* [Extrait présenté]
================

Alors, reste un petit créneau, quelque part entre 30 et 40 ans, pour faire un, deux, trois ou davantage d'enfants.
Pour certaines, c'est le temps de la renonciation, ou à tout le moins de la mise entre parenthèses : dans le cas le plus radical, elles lâchent leur boulot, pour un temps ou pour toujours ; dans d'autres situations, elles "aménagent" leurs horaires, prennent un poste plus cool, moins contraignant, moins stressant, de ceux qui épargnent les réunions tardives ou les déplacements. Et tant pis, si quand les enfants auront un peu grandi, elles ne pourront jamais vraiment rattraper le "retard" que ce temps de suspension leur aura fait prendre, et qui se paie jusqu'à la retraite. Ben, oui, mais que voulez-vous, il parait que tout a un prix. Et si les femmes doivent payer plus cher que les hommes pour la parentalité, est-ce qu'on y peut quelque chose? Euh...

================

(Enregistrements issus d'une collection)
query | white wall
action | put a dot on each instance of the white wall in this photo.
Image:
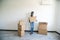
(14, 10)
(58, 16)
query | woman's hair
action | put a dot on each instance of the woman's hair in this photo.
(32, 13)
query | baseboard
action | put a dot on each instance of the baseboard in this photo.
(7, 30)
(27, 31)
(58, 33)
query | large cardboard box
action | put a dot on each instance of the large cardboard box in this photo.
(21, 28)
(32, 19)
(42, 28)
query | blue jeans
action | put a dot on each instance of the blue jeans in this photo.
(32, 26)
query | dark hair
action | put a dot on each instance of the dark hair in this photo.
(32, 13)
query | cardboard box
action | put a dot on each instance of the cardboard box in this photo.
(21, 28)
(42, 28)
(32, 19)
(21, 33)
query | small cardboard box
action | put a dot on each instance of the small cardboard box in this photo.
(21, 33)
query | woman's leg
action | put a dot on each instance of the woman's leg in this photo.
(32, 27)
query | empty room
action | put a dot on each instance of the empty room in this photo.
(29, 19)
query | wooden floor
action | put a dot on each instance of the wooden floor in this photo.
(13, 35)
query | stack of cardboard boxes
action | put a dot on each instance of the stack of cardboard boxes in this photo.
(21, 28)
(42, 28)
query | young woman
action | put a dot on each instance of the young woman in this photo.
(32, 19)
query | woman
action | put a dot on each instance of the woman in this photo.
(32, 19)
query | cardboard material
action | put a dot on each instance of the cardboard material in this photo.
(21, 28)
(42, 28)
(32, 19)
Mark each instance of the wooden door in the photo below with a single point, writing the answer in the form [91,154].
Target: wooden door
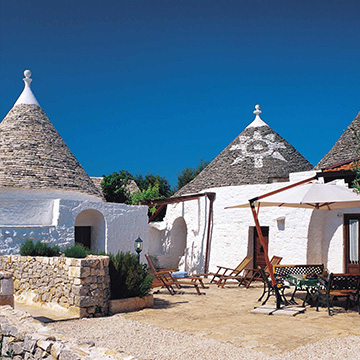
[83,235]
[352,243]
[259,256]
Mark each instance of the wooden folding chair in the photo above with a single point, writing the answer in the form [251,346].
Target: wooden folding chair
[225,273]
[164,278]
[251,275]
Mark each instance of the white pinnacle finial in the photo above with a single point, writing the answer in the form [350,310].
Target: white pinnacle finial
[257,110]
[258,122]
[27,96]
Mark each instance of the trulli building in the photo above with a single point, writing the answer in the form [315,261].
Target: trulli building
[198,234]
[46,195]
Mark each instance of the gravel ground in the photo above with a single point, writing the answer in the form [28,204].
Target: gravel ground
[145,341]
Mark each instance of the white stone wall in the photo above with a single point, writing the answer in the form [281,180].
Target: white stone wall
[300,236]
[41,216]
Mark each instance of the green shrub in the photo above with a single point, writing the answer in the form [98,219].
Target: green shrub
[39,249]
[77,250]
[128,278]
[27,248]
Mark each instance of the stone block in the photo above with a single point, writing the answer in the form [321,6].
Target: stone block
[6,286]
[5,345]
[29,356]
[9,330]
[39,353]
[7,300]
[44,345]
[16,347]
[81,290]
[74,271]
[29,344]
[56,350]
[86,301]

================

* [À faire]
1) Recopiez, dans le passage sur les femmes, le travail et les enfants, tout ce qui va de « Pour certaines, c'est » jusqu'à « quelque chose? Euh... ».
2) Traduisez en anglais la phrase suivante du passage sur les femmes, le travail et les enfants : « Alors, reste un petit créneau, quelque part entre 30 et 40 ans, pour faire un, deux, trois ou davantage d'enfants. »

* [Réponses dans l'ordre]
1)
Pour certaines, c'est le temps de la renonciation, ou à tout le moins de la mise entre parenthèses : dans le cas le plus radical, elles lâchent leur boulot, pour un temps ou pour toujours ; dans d'autres situations, elles "aménagent" leurs horaires, prennent un poste plus cool, moins contraignant, moins stressant, de ceux qui épargnent les réunions tardives ou les déplacements. Et tant pis, si quand les enfants auront un peu grandi, elles ne pourront jamais vraiment rattraper le "retard" que ce temps de suspension leur aura fait prendre, et qui se paie jusqu'à la retraite. Ben, oui, mais que voulez-vous, il parait que tout a un prix. Et si les femmes doivent payer plus cher que les hommes pour la parentalité, est-ce qu'on y peut quelque chose? Euh...

2) So there remains a small window, somewhere between 30 and 40, to have one, two, three or more children.